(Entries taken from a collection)
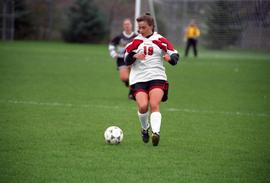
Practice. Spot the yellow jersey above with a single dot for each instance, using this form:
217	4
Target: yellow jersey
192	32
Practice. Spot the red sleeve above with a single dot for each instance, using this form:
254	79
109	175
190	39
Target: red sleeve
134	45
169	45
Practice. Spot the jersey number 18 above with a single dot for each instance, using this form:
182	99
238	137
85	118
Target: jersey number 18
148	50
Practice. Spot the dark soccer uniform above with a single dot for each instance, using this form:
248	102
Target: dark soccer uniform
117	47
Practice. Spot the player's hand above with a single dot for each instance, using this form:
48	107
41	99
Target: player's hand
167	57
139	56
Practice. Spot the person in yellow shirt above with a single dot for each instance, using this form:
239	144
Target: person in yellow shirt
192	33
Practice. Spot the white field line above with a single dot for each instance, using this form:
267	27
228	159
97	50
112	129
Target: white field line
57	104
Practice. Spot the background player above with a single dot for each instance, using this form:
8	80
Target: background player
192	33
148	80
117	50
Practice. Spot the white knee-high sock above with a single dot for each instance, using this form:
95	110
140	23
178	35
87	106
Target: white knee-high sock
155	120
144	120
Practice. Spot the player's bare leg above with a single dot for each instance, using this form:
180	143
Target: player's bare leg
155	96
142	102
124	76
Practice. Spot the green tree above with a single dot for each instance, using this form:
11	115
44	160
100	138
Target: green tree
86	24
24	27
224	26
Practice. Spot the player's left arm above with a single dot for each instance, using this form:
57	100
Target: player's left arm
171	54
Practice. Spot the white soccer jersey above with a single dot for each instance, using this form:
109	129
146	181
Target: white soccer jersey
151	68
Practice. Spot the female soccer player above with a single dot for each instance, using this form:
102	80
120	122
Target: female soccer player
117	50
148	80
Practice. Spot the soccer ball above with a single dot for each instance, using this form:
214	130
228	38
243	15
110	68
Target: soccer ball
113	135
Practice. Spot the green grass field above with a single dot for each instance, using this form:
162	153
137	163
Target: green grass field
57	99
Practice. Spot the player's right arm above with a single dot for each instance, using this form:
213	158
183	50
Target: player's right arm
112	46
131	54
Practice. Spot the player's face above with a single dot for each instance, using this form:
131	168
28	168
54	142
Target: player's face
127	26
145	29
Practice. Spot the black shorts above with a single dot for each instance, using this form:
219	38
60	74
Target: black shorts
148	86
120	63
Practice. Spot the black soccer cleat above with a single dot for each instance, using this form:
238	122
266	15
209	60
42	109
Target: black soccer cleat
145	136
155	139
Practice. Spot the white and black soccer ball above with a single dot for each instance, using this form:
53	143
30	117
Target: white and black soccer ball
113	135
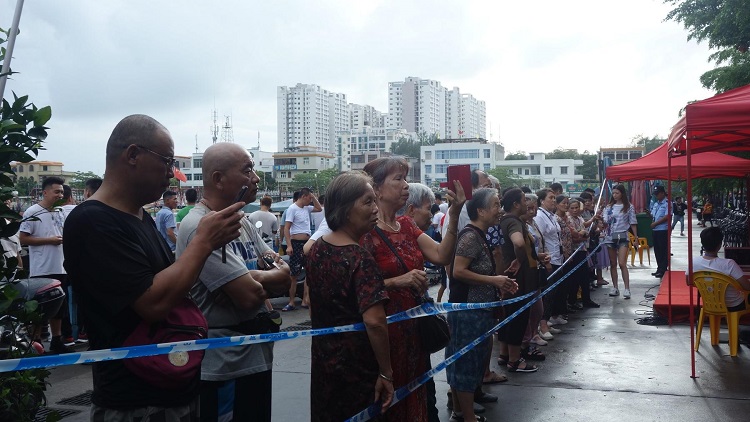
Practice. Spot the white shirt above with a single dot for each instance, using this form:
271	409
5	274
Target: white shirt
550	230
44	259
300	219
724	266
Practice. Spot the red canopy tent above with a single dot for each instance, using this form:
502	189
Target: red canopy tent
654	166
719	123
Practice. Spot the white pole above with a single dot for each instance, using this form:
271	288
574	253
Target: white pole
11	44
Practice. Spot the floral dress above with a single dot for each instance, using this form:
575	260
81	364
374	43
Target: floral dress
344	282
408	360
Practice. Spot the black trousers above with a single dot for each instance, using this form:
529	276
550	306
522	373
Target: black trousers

• **EXERCISE**: Give the entries again without a single change, but with no pictures.

• **WORKED SOLUTION**:
Practice. Spot the yellow jersey above with a single dot for each instance, using this form:
217	4
Target: yellow jersey
192	32
Practice. Spot the red sleeve above with a single dot for each instance, using this form:
254	79
109	175
190	39
Target: red sleeve
134	45
169	45
Practice. Spot the jersey number 18 above with a single dot for each instance, using this form:
182	99
238	137
85	118
Target: jersey number 18
148	50
Practice. Spot the dark soccer uniform above with a single dot for each instance, using this form:
248	102
Target: dark soccer uniform
117	47
Practice. Spot the player's hand above with a single dot for each instance, using this form:
48	107
41	99
Target: player's hand
167	57
139	56
Practice. Spot the person in yellow shirt above with a single dot for each instance, using this form:
239	144
Target: person in yellow shirt
192	33
Practice. Spot the white field line above with a single dot for each instance, using this form:
267	27
228	159
97	50
112	129
Target: white field line
57	104
Practice. Spot the background player above with a single dot for each instance, using this form:
8	80
Target: background player
192	33
148	80
117	50
Practice. Spot the white knee-high sock above with a single dot for each instance, using this form:
95	110
140	23
178	35
87	106
Target: white knee-high sock
155	120
144	120
Practice. Spot the player's bare leg above with a single dot for each instance, using this form:
180	143
Target: player's bare leg
155	96
142	102
124	76
Practice. Spot the green tree above with a single dot for each instance, using this form:
11	115
44	160
100	138
Target: green tree
86	24
24	27
224	26
Practice. Spot the player's left arm above with a single dot for each instance, using this form:
57	100
Target: player's left arm
171	54
Practice. Spot the white soccer jersey above with a single dot for each instance, using this form:
109	129
146	181
Target: white soccer jersey
151	68
Practice. Spot the female soccer player above with a single dot for each instance, using this form:
102	80
120	122
Target: female soccer player
117	50
148	80
Practice. Spot the soccer ball above with a single dot for each instance, using this form:
214	130
228	38
243	15
110	68
Target: soccer ball
113	135
Practice. Spot the green grass field above with a single dot for each instance, using this form:
162	153
137	163
Target: green grass field
57	99
Practice. Spot the player's right arm above with a single dot for each instance, using this form:
213	158
183	50
Target: player's right arm
112	46
131	54
Practice. Spot the player's face above with a single dot for each instance, using this form:
131	168
28	168
54	142
Target: player's face
127	26
145	29
Practice. Spot the black shorts above with a single dot for each instance, using this form:
219	38
60	74
Target: black shorts
148	86
120	63
Practice. Spot the black soccer cleat above with a single dot for each instance, using this form:
238	122
266	15
209	60
42	109
Target: black soccer cleat
145	136
155	139
Practice. Spot the white and black soccer ball above with a single dot for each instance, using this form:
53	143
30	117
Target: white and black soccer ball
113	135
Practice. Spot the white shirt above with a single dot for each instance, using this form:
271	409
5	274
Target: white shirt
550	230
44	259
300	219
724	266
Practice. Spot the red canopy tent above with a single dot for each instance, using this form:
502	189
Target: red canopy tent
654	166
719	123
Practice. Spot the white pole above with a single dot for each instance, using this form:
271	288
574	253
Target: white pole
11	44
Practice. Spot the floral dress above with a single dot for each instance, using this form:
575	260
81	364
374	43
Target: floral dress
344	282
408	360
Practice. Spot the black trousers above with a single dot for each instance, using this form:
529	276
550	306
522	373
Target: black trousers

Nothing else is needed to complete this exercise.